## Article:

William Sturgiss Lind,
Director of the Center for Cultural Conservatism
at the Free Congress Foundation, is a native
of Cleveland, Ohio, born July 9, 1947. He
graduated magna cum laude, Phi Beta Kappa
from Dartmouth College in 1969 and received
a Master's Degree in History from Princeton
University in 1971. He worked as a legislative
aide for armed services for Senator Robert
Taft, Jr., of Ohio from 1973 through 1976
and held a similar position with Senator Gary
Hart of Colorado from 1977 through 1986. He
joined Free Congress Foundation in 1987.
Mr.
Lind is author of the Maneuver Warfare Handbook
(Westview Press, 1985); co-author, with Gary
Hart, of America Can Win: The Case for Military
Reform (Adler & Adler, 1986); and co-author,
with William H. Marshner, of Cultural Conservatism:
Toward a New National Agenda (Free Congress
Foundation, 1987). He has written extensively
for both popular media, including The Washington
Post, The New York Times, and Harper's, and
professional military journals, including
The Marine Corps Gazette, U.S. Naval Institute
Proceedings and Military Review.
Mr. Lind
co-authored the prescient article, "The Changing
Face of War: Into the Fourth Generation,"
which was published in The Marine Corps Gazette
in October, 1989 and which first propounded
the concept of "Fourth Generation War." Mr.
Lind and his co-authors predicted that states
would increasingly face threats not from other
states, but from non-state forces whose primary
allegiance was to their religion, ethnic group
or ideology. Following the events of September
11, 2001, the article has been credited for
its foresight by The New York Times Magazine
and The Atlantic Monthly.
Mr. Lind is co-author
with Paul M. Weyrich of the monograph: "Why
Islam is a Threat to America and The West."

## Task instructions:
**a.** Name every periodical that the Lind biography says he has written for.
**b.** Carry the Lind biography forward from its final sentence.
The records after this have no connection to the Lind biography.

## Excerpted records:
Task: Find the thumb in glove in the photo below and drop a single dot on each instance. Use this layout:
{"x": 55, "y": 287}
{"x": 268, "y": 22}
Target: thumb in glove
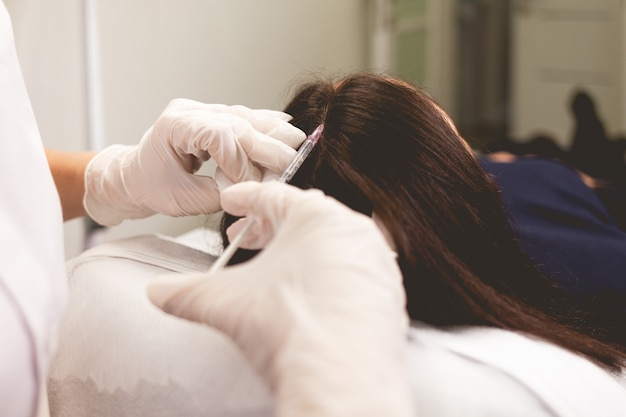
{"x": 319, "y": 312}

## Results by task:
**a.** The Washington Post, The New York Times, Harper's, The Marine Corps Gazette, U.S. Naval Institute Proceedings, and Military Review.

**b.**
He is the author of "George W. Bush's `War
on Terrorism': Faulty Strategy and Bad Tactics?"
Both were published in 2002 by the Free Congress
Foundation.
[Have an opinion on a William Lind column? Sound off in the Discussion Boards.]
Last week, the Americans in Iraq stood on the brink of not one but three
cliffs. Now, in what appears to be a sudden attack of sanity, they have
pulled back from the edge of two.
The first was the American threat to assault the holy Shiite city of Najaf
in order to "capture or kill" militia leader Muqtada al-Sadr. When the most
powerful man in Iraq, Ayatollah Sistani, said "Don't do that," the CPA in
Baghdad had the good sense to listen. Now it appeas we may hand off the
"coalition" military presence in Najaf from the (wisely) departing Spaniards
to the Brits, rather than keeping American troops camped just outside the
city gates. If that happens, it would be another smart move on our part, as
the British are rather better at dealing with the natives than we are. It
would be comforting to have adults in charge, at least at Najaf.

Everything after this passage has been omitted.